◆ Document source:
◆ ◆ ◆ ◆ ◆ ◆ ◆

Le procureur général de la province de Chihuhua, Jose Ortega Aceves a affirmé : « Pour autant que je sache, personne n’a demandé à Monsieur Maynez de placer des preuves dans ce van. Les suspects (qui ont expliqué avoir été torturé) ont avoué les meurtres, et c’est une partie importante de l’enquête ».
Oscar Maynez, qui a démissionné le 2 janvier 2002 par frustration, dit qu’il a été menacé depuis qu’il a parlé de la corruption ambiante à un journal local.
Le procureur Ortega affirme : « Nous avons l’intention d’enquêter sur ces allégations si l’on nous présente des preuves ».
En janvier, Jorge Campos Murillo, un député fédéral de Mexico travaillant pour Jose Ortega, a prétendu que des « jeunes » – des fils de familles riches – étaient liés à certains des meurtres, précédés de viols et de tortures. Peu après, il a été transféré dans une autre section du bureau du procureur général. Il ne répond plus à aucunes questions concernant les meurtres de Juarez.
D’autres membres de la police et de la justice mexicaines affirment que six personnes de la région Juarez-El Paso et de Tijuana font enlever des femmes pour se livrer à des orgies et les tuer. Ces six personnes seraient des hommes riches et puissants qui traversent la frontière régulièrement, sont engagés dans des commerces majeurs, sont associés aux cartels de la drogue et/ou ont des liens avec l’administration du Président Vicente Fox.

◆ ◆ ◆ ◆ ◆ ◆ ◆

(Liste de données)
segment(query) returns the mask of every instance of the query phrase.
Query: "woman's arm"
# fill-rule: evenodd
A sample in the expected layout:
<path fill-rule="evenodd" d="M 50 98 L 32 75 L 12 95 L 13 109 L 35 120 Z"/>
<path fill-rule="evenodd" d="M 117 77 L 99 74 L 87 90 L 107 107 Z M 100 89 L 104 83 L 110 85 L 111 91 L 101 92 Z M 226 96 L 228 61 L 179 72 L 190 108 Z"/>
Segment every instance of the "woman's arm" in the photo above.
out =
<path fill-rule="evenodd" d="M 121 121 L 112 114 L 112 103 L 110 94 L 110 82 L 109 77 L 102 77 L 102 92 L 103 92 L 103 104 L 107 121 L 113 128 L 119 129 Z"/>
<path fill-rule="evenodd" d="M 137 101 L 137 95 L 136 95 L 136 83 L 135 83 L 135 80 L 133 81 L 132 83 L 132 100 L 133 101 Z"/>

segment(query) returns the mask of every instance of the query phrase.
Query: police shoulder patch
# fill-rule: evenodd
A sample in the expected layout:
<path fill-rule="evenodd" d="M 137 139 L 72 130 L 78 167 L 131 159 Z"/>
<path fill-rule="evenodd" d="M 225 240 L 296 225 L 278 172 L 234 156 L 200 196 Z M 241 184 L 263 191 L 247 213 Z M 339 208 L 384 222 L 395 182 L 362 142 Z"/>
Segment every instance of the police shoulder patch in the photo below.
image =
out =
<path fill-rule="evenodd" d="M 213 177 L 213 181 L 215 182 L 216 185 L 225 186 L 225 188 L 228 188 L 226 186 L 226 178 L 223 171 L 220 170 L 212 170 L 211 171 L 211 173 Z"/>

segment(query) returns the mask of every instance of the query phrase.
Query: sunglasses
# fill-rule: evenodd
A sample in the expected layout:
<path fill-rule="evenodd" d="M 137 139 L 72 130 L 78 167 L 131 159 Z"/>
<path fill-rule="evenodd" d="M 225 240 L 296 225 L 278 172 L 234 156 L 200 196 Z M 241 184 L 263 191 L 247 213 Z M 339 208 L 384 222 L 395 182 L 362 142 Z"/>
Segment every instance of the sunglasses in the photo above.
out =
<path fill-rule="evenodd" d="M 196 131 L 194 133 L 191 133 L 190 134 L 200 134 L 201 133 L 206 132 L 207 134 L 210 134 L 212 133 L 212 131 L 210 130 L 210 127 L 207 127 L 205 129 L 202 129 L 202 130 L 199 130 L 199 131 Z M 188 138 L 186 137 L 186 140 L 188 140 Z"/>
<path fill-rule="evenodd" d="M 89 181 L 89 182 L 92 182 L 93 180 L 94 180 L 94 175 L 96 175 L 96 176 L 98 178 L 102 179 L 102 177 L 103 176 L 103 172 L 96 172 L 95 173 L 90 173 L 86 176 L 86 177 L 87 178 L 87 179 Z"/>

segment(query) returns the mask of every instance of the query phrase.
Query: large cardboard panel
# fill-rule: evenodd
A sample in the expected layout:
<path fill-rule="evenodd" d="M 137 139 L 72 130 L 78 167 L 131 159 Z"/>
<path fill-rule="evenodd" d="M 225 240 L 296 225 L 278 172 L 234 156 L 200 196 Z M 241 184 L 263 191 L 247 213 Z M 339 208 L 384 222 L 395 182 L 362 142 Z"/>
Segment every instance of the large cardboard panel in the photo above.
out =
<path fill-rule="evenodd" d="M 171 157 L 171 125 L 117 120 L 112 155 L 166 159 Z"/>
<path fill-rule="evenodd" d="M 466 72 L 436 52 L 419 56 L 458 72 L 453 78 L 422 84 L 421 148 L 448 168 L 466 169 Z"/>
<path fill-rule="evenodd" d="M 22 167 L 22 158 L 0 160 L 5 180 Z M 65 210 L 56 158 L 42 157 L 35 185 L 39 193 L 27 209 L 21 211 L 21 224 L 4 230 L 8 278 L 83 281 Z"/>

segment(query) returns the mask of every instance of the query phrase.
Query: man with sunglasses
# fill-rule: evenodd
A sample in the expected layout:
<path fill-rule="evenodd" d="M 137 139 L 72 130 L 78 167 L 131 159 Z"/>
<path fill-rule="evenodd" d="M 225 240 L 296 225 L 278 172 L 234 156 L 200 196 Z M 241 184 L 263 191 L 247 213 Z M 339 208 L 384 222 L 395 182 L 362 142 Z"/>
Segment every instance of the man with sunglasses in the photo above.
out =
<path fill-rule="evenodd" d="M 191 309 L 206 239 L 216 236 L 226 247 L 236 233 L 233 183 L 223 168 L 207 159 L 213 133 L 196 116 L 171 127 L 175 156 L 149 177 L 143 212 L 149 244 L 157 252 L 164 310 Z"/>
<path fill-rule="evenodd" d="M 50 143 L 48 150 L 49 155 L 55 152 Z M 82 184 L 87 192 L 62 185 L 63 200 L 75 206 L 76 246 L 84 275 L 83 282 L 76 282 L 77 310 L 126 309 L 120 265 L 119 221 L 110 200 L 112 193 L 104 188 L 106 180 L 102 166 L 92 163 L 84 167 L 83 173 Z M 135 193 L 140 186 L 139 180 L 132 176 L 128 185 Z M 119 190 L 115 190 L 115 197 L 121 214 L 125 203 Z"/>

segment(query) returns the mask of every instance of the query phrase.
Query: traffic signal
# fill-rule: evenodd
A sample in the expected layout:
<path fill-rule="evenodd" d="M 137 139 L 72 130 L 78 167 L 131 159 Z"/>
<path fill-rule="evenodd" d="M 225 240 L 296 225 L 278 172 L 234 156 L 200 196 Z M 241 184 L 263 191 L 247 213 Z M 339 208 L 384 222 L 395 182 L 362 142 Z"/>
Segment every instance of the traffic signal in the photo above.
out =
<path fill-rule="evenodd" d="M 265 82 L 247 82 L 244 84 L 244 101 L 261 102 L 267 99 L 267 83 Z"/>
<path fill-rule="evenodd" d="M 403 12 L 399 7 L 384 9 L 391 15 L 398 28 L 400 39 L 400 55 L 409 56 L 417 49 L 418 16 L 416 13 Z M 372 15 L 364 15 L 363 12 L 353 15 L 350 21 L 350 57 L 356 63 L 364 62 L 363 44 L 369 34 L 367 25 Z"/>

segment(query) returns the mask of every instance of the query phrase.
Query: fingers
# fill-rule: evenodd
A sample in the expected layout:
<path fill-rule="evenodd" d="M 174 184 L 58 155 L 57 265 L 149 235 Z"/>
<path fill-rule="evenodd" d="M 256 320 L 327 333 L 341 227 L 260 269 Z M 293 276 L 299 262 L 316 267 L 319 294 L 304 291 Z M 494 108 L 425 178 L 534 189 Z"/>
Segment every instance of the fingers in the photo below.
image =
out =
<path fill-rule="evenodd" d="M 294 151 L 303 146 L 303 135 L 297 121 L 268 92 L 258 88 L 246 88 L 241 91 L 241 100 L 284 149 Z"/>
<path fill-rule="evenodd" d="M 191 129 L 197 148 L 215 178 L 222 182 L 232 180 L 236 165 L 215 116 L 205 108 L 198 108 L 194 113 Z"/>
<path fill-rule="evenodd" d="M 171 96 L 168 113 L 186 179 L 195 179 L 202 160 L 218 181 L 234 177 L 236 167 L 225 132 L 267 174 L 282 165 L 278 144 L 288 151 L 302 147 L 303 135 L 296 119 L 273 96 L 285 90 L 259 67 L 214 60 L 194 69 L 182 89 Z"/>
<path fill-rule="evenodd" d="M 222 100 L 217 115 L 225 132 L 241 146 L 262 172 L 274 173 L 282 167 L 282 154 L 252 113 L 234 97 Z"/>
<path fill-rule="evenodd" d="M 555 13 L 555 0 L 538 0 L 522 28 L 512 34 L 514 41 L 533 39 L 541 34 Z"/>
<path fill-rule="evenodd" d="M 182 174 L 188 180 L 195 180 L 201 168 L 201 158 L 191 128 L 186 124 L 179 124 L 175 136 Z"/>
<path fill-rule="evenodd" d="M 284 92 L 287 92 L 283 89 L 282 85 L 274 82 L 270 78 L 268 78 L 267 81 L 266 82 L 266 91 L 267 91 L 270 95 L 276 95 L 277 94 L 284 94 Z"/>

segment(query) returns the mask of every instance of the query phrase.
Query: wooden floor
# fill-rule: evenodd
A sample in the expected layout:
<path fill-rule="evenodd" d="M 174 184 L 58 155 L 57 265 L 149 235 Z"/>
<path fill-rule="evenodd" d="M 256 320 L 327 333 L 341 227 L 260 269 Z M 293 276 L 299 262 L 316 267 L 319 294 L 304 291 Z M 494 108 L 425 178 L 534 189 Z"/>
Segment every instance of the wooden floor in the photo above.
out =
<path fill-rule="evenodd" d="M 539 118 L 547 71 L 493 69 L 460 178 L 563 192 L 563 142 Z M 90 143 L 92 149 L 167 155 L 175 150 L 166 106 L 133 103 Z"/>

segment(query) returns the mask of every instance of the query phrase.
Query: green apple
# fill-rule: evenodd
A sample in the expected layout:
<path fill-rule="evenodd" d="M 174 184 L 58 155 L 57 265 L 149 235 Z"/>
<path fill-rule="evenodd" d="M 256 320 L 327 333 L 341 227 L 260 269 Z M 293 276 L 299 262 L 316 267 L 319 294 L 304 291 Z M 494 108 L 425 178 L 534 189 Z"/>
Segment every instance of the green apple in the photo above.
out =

◆ ◆ ◆ ◆ ◆ ◆ ◆

◆ Exercices à traiter:
1) Recopiez mot pour mot les lignes de la liste de données, depuis son début jusqu'à la ligne contenant "95 L 13 109", celle-ci comprise.
2) Rédigez la suite du texte sur les meurtres de Juarez à partir de sa dernière phrase.

◆ Réponses par exercice:
1)
segment(query) returns the mask of every instance of the query phrase.
Query: "woman's arm"
# fill-rule: evenodd
A sample in the expected layout:
<path fill-rule="evenodd" d="M 50 98 L 32 75 L 12 95 L 13 109 L 35 120 Z"/>

2)
En réponse à ces allégations, Gabriela Lopez, porte-parole du bureau du procureur général à Mexico, dit : « Ces affaires ne tombent pas dans la juridiction fédérale… Le bureau du procureur général de la province de Chihuahua s’occupent de ces affaires ».
Depuis 1999, des « officiels » enquêtant sur ces meurtres ont exprimés leur frustration concernant le niveau de coopération quasi nul avec les policiers locaux. Oscar Defassioux, criminologue de Mexico, dit : « Nous avons été invité par les autorités de la province de Chihuahua à les aider, mais nous avons rapidement découvert que la police bloquait notre travail, parce qu’elle était concernée par certains des meurtres ou parce qu’elle protégeait quelqu’un qui tuait ces femmes ».
Les policiers et le bureau du procureur général ont bien évidemment niés ces allégations.
D’autres personnes ont été menacées lorsqu’elles ont parlé publiquement des meurtres ou se sont rapprochées des familles des victimes. Marisela Ortiz, une institutrice de Juarez qui tente d’aider les familles des victimes à Juarez et Chihuahua City, affirme qu’elle a reçu la visite surprise du procureur d’état Arturo Gonzales Rascon. « Après que je me sois impliquée avec les familles, plusieurs « officiels » ont commencé à me harceler, et m’ont dit de me mêler de mes affaires. Gonzales Rascon est venu chez moi et à tenté de me décourager de continuer mon action ». Monsieur Gonzales Rascon nie avoir jamais rencontré Marisela Ortiz.
Samira Izaguirre, animatrice d’un talk-show de la radio de Juarez, dit qu’elle va peut-être devoir demander l’asile politique au Canada ou aux Etats-Unis parce qu’elle a reçu des menaces de mort et que le gouvernement a engagé une campagne de diffamation contre elle.
Après qu’elle ait critiqué l’enquête durant son talk-show, une publicité est apparue dans un journal local, attaquant Samira Izaguirre. Un reçu du journal indique que cette publicité a été payée avec des fonds gouvernementaux.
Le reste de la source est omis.